─── Exercise material

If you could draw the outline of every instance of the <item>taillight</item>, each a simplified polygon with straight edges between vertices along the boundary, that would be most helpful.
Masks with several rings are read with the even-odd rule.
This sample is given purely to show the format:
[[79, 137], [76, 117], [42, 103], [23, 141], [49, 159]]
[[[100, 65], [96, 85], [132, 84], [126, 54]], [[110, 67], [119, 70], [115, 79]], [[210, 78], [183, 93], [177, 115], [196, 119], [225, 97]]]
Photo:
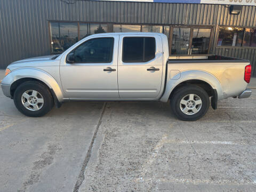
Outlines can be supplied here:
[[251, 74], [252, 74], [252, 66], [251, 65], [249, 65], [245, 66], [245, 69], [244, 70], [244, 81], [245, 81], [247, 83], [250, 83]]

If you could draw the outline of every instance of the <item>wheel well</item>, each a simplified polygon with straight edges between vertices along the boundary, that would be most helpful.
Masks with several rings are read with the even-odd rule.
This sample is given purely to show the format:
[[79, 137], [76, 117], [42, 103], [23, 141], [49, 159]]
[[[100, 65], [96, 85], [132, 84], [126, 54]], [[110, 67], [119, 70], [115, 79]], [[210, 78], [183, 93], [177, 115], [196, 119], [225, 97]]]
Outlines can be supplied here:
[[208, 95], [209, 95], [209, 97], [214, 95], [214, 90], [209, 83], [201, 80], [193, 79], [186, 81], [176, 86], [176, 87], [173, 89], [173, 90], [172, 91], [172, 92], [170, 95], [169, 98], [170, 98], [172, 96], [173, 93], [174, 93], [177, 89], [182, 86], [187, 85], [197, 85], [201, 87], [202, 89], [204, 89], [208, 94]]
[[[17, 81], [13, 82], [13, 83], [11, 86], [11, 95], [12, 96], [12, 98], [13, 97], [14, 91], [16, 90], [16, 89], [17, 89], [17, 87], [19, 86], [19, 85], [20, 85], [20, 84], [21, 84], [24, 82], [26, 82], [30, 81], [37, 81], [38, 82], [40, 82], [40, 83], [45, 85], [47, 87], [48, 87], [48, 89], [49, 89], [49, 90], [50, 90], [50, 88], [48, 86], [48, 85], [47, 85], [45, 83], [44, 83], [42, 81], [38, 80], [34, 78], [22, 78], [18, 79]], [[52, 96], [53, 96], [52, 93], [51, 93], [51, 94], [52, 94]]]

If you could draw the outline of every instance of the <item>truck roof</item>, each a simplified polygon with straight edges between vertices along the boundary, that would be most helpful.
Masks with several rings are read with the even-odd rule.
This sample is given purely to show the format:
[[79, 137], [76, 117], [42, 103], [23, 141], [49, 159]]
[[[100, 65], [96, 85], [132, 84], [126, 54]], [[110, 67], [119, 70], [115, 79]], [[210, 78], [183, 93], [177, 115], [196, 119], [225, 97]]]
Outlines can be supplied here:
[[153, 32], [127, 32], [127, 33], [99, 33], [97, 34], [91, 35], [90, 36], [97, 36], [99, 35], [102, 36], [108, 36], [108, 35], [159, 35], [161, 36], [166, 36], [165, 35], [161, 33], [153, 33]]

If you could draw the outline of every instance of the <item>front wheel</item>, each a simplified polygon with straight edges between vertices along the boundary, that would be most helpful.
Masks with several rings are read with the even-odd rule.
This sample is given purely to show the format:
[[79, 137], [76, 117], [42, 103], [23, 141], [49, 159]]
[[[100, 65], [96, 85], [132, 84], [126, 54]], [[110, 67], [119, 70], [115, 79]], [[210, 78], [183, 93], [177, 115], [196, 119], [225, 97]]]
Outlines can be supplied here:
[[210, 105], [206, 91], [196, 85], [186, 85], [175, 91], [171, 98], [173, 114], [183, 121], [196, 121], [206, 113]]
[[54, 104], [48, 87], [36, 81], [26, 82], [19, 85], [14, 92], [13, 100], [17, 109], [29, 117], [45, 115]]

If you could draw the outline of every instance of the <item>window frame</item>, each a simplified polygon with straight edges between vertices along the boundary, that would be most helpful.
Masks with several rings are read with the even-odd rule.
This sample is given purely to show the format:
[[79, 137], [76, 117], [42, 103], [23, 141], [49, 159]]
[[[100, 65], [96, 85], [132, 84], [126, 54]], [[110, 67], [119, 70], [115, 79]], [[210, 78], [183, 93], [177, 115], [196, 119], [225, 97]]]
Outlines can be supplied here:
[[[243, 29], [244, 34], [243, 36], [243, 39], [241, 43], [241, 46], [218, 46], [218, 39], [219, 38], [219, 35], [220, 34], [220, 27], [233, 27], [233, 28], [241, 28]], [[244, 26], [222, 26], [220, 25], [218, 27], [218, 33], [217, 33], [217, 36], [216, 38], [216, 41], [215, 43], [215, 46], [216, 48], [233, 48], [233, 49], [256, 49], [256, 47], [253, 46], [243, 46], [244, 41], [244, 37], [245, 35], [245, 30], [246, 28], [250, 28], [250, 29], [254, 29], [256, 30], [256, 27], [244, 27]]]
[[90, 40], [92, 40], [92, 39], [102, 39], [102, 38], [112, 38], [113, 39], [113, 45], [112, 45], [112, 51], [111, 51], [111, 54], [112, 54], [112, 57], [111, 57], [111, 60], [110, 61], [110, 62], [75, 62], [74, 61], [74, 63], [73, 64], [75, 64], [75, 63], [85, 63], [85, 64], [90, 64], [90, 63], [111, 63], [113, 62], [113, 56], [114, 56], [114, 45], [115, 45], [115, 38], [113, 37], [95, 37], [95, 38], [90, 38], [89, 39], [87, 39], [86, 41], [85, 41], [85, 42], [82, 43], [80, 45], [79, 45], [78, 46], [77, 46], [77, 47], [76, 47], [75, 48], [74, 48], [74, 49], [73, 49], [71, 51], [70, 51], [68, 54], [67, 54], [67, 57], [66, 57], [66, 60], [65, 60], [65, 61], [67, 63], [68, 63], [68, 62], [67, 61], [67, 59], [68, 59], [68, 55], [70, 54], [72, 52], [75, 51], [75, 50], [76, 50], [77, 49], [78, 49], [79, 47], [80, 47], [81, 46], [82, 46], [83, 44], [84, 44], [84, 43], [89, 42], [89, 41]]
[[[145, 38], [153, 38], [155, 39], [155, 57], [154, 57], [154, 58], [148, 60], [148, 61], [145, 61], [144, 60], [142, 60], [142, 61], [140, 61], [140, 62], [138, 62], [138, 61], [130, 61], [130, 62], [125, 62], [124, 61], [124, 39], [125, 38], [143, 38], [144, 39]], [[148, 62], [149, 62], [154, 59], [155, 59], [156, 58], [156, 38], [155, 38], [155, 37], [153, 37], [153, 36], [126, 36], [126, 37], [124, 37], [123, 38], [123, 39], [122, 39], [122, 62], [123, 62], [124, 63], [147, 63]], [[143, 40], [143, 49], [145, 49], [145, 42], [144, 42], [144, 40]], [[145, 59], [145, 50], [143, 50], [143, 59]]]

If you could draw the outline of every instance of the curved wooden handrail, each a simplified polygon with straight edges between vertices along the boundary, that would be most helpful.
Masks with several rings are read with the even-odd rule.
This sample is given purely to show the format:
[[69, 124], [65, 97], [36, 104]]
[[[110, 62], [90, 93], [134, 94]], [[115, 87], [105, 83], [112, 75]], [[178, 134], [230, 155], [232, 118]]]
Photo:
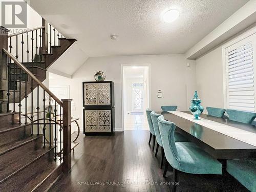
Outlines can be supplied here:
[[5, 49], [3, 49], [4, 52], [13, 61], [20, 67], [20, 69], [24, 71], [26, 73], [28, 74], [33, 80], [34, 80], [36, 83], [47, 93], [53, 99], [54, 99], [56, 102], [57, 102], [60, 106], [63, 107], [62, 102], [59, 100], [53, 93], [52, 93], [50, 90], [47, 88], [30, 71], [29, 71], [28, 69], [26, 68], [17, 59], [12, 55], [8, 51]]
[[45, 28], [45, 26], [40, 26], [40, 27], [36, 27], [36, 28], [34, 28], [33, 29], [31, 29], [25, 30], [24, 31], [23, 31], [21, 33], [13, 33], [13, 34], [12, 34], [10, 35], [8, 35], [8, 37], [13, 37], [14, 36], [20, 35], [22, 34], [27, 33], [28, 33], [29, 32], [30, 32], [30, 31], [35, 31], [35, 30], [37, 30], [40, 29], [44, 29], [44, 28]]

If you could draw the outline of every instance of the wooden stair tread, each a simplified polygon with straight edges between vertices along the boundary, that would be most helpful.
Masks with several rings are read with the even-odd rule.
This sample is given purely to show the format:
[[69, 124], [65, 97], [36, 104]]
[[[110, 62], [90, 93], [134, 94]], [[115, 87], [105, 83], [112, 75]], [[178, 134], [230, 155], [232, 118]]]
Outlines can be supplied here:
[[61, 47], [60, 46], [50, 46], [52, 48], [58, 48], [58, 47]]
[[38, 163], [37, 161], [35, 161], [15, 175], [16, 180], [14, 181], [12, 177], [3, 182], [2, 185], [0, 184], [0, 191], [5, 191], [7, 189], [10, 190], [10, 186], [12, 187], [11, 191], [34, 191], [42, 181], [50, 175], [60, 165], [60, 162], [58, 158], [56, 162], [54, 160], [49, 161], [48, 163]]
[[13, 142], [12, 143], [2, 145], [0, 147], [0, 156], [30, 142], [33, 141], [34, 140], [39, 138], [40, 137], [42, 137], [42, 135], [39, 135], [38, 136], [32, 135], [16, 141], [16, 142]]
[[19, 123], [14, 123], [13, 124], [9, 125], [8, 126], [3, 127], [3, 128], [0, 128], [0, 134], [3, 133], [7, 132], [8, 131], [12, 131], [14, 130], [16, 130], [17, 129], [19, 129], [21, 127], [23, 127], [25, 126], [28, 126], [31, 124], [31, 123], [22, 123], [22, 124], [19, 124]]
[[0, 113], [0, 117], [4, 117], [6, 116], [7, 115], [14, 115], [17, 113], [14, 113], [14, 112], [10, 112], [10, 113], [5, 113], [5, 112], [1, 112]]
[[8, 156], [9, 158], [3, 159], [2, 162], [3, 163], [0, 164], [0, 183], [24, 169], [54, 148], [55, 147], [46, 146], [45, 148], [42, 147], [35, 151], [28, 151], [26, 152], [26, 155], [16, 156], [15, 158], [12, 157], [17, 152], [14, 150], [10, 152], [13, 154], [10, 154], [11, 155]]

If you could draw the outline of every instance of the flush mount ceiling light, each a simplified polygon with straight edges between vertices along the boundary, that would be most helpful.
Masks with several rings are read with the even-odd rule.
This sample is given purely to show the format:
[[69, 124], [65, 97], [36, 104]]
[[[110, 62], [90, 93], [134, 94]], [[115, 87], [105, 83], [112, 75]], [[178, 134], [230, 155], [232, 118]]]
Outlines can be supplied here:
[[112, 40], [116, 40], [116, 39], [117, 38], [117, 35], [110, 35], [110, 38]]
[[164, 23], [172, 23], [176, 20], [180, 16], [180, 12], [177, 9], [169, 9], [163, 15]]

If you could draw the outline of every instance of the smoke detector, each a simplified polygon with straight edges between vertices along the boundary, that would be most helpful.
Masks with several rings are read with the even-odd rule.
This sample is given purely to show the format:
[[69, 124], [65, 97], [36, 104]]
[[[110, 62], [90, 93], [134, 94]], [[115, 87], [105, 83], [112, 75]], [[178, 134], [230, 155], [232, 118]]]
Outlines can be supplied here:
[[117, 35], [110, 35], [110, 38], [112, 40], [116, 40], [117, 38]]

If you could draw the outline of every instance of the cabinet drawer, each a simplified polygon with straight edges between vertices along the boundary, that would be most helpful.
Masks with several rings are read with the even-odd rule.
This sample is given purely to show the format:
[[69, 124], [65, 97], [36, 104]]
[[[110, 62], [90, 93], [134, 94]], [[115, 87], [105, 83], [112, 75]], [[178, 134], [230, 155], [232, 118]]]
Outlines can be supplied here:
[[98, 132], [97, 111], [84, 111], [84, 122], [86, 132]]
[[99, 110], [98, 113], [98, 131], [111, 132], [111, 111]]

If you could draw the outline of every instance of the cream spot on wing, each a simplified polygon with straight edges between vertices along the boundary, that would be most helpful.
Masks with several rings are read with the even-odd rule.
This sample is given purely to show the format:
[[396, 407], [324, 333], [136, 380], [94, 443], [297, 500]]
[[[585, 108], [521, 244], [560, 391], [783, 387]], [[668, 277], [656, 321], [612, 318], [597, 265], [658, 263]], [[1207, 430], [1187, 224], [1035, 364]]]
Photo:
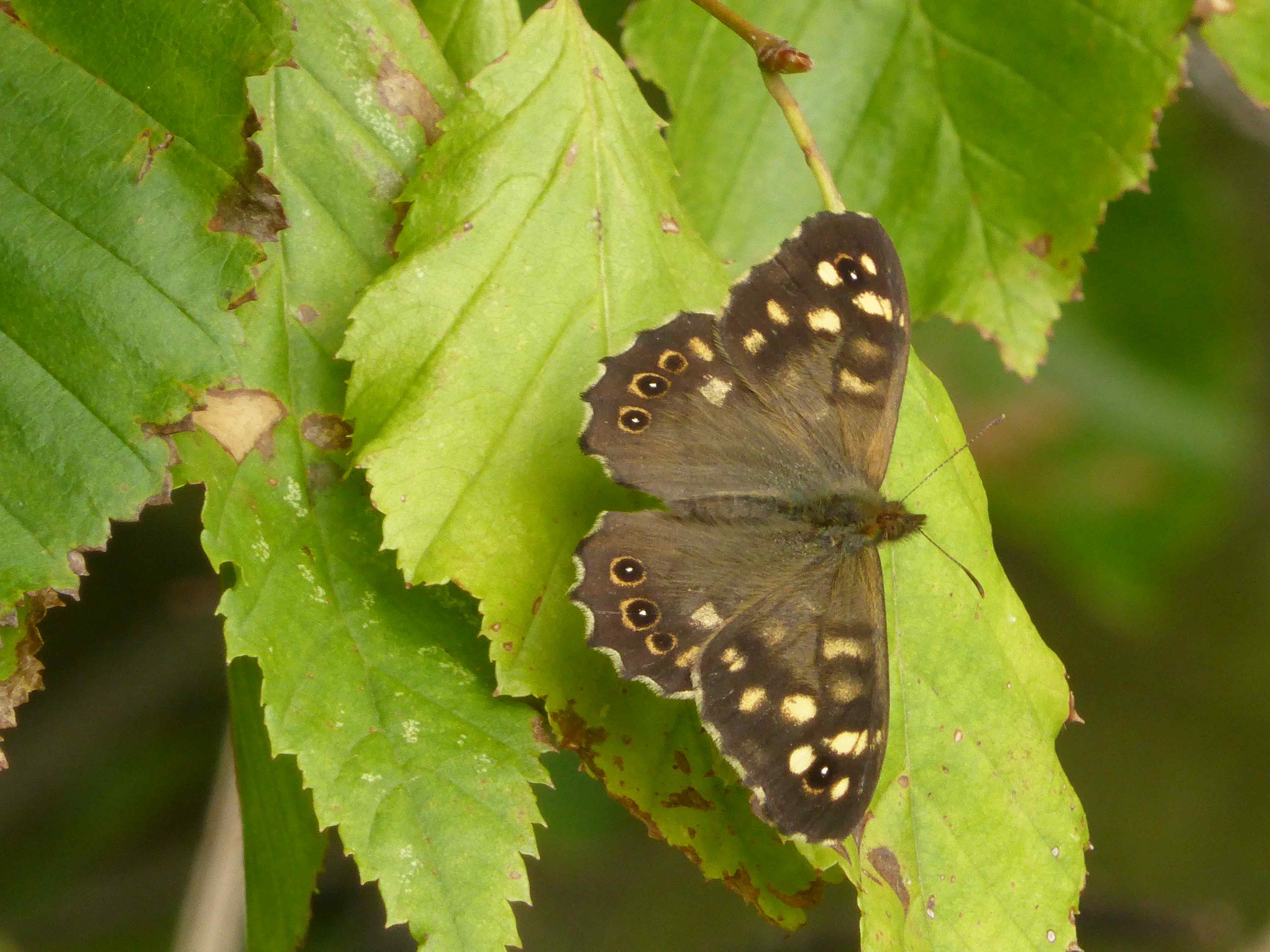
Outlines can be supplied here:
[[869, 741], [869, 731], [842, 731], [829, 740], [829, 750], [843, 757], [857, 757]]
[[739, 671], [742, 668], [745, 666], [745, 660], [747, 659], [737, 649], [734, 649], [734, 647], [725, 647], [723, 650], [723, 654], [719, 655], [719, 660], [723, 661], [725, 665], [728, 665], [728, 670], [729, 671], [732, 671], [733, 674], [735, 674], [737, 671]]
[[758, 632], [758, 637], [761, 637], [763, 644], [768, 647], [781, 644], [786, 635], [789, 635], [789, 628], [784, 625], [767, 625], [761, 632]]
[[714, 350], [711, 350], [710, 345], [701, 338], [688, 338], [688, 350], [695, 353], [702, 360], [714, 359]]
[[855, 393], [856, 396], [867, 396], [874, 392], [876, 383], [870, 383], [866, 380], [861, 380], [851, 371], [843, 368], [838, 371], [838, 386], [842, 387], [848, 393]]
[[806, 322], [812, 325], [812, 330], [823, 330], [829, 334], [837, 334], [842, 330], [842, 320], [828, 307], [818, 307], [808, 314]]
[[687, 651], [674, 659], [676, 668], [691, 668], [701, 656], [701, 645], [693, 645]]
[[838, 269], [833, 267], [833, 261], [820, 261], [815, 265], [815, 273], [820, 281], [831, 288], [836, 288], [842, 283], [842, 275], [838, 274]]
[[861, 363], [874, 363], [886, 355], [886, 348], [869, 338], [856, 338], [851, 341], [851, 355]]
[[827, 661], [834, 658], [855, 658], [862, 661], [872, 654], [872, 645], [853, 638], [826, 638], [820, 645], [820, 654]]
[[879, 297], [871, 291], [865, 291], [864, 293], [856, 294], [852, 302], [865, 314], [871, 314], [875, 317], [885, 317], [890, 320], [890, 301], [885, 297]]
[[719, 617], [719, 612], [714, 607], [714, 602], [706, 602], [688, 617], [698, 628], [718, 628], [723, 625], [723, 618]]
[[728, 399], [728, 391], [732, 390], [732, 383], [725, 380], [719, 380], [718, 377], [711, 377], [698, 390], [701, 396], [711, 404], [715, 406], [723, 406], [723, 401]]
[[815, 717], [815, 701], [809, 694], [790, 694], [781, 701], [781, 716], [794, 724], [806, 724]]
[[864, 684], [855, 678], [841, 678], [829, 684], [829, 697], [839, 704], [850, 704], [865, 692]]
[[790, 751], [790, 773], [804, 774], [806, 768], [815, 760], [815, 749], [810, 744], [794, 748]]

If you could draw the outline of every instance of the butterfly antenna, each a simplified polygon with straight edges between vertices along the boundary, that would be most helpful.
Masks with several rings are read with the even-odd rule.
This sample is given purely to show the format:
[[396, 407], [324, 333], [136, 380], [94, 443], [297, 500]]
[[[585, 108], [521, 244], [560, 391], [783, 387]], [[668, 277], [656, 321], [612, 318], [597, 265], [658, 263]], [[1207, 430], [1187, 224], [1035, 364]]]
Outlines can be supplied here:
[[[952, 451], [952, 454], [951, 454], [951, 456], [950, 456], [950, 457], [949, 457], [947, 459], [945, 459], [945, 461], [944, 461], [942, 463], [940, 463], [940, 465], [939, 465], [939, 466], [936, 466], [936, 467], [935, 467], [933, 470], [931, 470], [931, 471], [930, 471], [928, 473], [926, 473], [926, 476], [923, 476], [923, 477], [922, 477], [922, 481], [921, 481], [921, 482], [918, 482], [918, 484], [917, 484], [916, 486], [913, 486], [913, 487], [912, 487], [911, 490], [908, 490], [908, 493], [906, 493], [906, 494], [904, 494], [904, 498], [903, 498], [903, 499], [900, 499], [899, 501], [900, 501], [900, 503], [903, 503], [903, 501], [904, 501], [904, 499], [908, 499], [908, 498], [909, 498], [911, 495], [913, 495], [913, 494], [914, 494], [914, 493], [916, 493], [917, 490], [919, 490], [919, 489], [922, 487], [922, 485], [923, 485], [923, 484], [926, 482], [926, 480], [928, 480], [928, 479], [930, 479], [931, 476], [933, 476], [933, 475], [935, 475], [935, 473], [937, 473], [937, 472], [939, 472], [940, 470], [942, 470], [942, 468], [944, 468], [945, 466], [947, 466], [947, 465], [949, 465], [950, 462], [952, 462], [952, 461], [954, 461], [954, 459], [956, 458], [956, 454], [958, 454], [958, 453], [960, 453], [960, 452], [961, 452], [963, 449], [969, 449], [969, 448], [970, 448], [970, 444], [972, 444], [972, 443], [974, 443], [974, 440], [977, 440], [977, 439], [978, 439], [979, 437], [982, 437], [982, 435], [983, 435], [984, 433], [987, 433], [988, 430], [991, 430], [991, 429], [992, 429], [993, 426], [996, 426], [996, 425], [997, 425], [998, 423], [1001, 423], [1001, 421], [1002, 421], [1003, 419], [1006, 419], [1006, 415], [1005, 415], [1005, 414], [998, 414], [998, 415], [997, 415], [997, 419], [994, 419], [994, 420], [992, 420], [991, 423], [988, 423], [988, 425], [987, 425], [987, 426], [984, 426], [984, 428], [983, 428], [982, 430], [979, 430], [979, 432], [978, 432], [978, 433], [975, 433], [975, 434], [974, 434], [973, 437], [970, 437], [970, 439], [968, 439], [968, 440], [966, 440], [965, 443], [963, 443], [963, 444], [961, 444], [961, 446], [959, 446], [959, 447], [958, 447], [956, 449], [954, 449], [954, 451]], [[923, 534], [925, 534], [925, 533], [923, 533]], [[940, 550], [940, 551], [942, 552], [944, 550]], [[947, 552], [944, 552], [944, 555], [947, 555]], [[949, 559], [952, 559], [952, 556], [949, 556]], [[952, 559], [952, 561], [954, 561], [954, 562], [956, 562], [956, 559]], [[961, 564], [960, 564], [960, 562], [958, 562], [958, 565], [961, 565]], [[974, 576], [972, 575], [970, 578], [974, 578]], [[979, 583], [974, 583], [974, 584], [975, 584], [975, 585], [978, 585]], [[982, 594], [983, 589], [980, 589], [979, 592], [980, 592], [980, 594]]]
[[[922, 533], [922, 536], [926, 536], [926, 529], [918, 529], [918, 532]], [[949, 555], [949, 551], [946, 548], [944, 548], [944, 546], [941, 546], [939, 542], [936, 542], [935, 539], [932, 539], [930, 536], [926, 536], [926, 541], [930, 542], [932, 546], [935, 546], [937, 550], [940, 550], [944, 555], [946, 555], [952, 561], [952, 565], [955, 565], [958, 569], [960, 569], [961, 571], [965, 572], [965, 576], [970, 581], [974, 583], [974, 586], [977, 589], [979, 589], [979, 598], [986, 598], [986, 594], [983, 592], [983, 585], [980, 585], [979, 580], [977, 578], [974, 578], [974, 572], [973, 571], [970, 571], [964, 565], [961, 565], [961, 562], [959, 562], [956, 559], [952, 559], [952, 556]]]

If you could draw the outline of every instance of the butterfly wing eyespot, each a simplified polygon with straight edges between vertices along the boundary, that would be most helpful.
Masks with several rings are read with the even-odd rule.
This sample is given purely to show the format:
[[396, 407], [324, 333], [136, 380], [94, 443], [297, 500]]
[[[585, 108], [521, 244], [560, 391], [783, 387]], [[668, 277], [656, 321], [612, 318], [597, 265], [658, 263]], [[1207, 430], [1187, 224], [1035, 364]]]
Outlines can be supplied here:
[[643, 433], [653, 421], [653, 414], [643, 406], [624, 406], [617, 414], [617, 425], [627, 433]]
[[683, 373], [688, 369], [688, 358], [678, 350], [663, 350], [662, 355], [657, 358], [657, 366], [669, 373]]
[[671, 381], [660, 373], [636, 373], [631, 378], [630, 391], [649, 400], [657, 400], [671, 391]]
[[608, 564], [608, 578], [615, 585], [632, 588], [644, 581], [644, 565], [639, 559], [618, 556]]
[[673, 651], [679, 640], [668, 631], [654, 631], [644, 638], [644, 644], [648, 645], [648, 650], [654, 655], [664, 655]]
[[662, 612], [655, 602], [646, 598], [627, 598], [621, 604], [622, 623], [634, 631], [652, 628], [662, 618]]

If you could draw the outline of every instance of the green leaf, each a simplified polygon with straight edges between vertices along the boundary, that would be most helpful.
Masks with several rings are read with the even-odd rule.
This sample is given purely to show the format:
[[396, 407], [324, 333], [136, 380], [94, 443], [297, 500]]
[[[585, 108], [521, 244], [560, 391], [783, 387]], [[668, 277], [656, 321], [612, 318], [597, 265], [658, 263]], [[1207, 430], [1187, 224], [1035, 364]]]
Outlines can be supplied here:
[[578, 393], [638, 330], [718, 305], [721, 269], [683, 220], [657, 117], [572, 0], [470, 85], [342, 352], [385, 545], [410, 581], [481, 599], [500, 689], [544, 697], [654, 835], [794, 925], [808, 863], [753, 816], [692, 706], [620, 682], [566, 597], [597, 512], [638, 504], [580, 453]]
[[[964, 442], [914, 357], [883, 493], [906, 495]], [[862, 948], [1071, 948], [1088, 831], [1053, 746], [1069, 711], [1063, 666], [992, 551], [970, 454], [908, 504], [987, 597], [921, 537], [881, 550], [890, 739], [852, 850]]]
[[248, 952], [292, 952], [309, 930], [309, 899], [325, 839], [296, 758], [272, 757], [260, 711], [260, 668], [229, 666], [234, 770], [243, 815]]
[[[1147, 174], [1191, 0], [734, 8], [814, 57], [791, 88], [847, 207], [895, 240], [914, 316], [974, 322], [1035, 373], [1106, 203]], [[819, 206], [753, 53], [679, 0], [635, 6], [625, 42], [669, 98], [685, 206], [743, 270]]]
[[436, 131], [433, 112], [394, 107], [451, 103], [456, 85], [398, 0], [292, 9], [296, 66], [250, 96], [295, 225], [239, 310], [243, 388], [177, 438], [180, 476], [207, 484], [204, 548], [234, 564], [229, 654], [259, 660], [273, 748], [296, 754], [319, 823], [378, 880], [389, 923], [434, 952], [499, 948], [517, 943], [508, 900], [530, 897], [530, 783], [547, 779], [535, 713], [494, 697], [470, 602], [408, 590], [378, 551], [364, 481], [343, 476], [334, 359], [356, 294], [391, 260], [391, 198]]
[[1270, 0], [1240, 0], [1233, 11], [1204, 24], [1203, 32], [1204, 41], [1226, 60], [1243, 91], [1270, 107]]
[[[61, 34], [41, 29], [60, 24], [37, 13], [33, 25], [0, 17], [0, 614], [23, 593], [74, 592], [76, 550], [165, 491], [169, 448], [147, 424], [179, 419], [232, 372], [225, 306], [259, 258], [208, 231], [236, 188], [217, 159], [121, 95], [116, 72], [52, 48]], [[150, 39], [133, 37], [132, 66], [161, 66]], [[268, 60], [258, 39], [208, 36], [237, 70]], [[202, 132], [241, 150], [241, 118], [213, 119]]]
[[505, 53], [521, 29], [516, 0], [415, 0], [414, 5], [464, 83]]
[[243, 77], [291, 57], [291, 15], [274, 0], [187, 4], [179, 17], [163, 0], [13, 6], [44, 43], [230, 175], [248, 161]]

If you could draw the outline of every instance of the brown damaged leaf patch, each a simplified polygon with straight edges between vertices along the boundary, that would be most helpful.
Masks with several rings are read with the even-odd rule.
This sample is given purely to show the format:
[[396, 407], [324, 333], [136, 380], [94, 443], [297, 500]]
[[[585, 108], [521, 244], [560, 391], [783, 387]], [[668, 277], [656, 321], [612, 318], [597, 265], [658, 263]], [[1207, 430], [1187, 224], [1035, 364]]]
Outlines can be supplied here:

──────

Print, without any change, the lines of the data from the line containing "of the brown" through the final line of the data, both ends included.

If you could draw the outline of every instance of the brown damaged leaf patch, each a simplified polygon with straight edges between vertices along the boundary, that would be most helpful.
Masks with several rings are read with the even-odd rule.
This sample is given purely to show the format:
[[396, 407], [324, 333], [136, 380], [94, 443], [297, 500]]
[[[585, 108], [521, 244], [560, 391], [783, 387]], [[668, 277], [656, 321], [612, 318], [597, 265], [658, 263]], [[1207, 430], [1187, 224], [1035, 364]]]
Outlines can be supplied here:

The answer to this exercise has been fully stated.